### Tâches
1 – Selon l'homélie, que représentait le nombre soixante-douze dans la tradition juive ?
2 – Recopiez mot pour mot le passage de l'homélie compris entre « 14e dimanche » et « sacerdotales ! », ces deux extraits inclus.

### Texte retenu
· · ·

14e dimanche
ordinaire 19/C
De
la page que nous lisons en ce dimanche nous risquons peut-être de ne retenir
que la
phrase concernant l'abondance de la moisson et le petit nombre des ouvriers, comme une
invitation à prier pour les vocations
sacerdotales !
C'est
très louable et à encourager ! C'est certain !
Mais
c'est pourtant de tout autre chose qu'il est question pour St Luc qui est le seul
à nous rapporter la mission des soixante-douze messagers complètement
ignorée des autres évangélistes.
Et
il faut noter aussi que Luc présente cet épisode au début de la montée de Jésus
vers Jérusalem, de la montée vers la réalisation du mystère pascal de mort à
Vie ! (Quand Luc écrit, ce mystère est accompli !)
Un
tel contexte et un certain nombre de détails nous permettent de deviner davantage le message de
St Luc.
Et
d'abord le nombre des envoyés : soixante-douze ! C'était, dans la
tradition juive le nombre des peuples répartis à la surface de la terre (cf. Gn 10; Dt
32/8-9). Alors que le
chiffre douze, régulièrement lié au groupe des apôtres, évoquait seulement les
tribus d'Israël, l'envoi de soixante-douze messagers ouvre une perspective sur la
totalité des nations.
D'ailleurs,
lorsque Jésus prend le chemin de Jérusalem, nous sommes en Samarie (cf. 9/52), un pays auquel St Luc s'intéresse
beaucoup dans son premier livre (Evangile), parce que dans le second (Actes des Apôtres) il nous racontera comment c'est là
que débuta l'évangélisation du monde (Ac 1/8; 8/5-25) – avec les apôtres
(Pierre) ; avec les diacres (Philippe) -.
De
toute évidence, c'est à l'universalisme de la mission chrétienne après
Pâques que notre évangéliste pense en rédigeant cette page.
Première
question que pose St
Luc : Quel est notre ouverture réelle à l'évangélisation du monde entier ?
Est-ce notre préoccupation ?

· · ·

### Données enregistrées
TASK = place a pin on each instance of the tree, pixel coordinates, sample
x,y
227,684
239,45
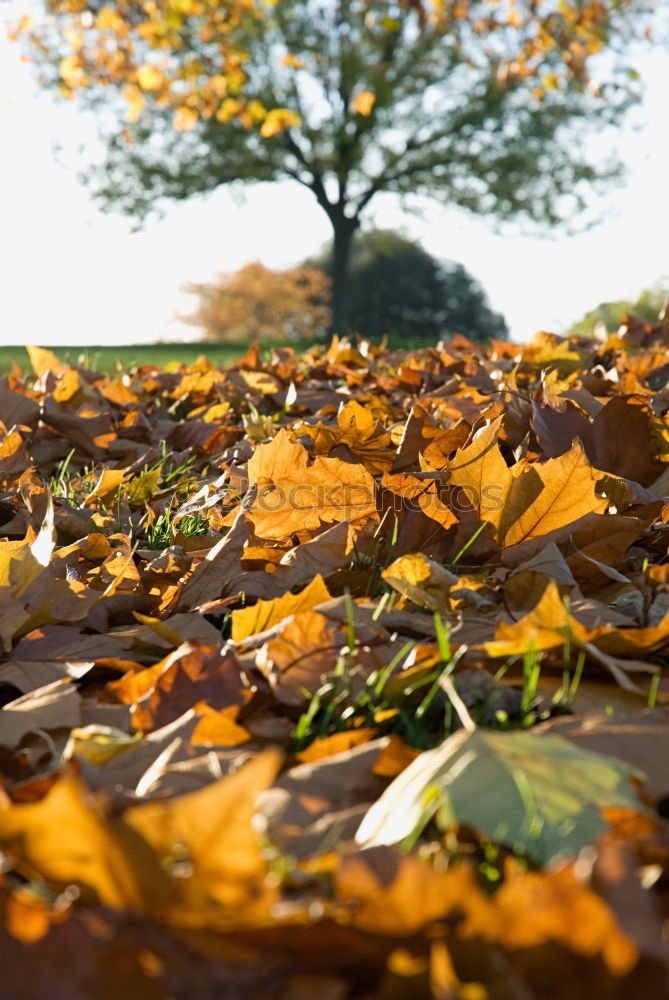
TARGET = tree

· · ·

### Réponses par tâche
1 – Le nombre des peuples répartis à la surface de la terre.

2 –
14e dimanche
ordinaire 19/C
De
la page que nous lisons en ce dimanche nous risquons peut-être de ne retenir
que la
phrase concernant l'abondance de la moisson et le petit nombre des ouvriers, comme une
invitation à prier pour les vocations
sacerdotales !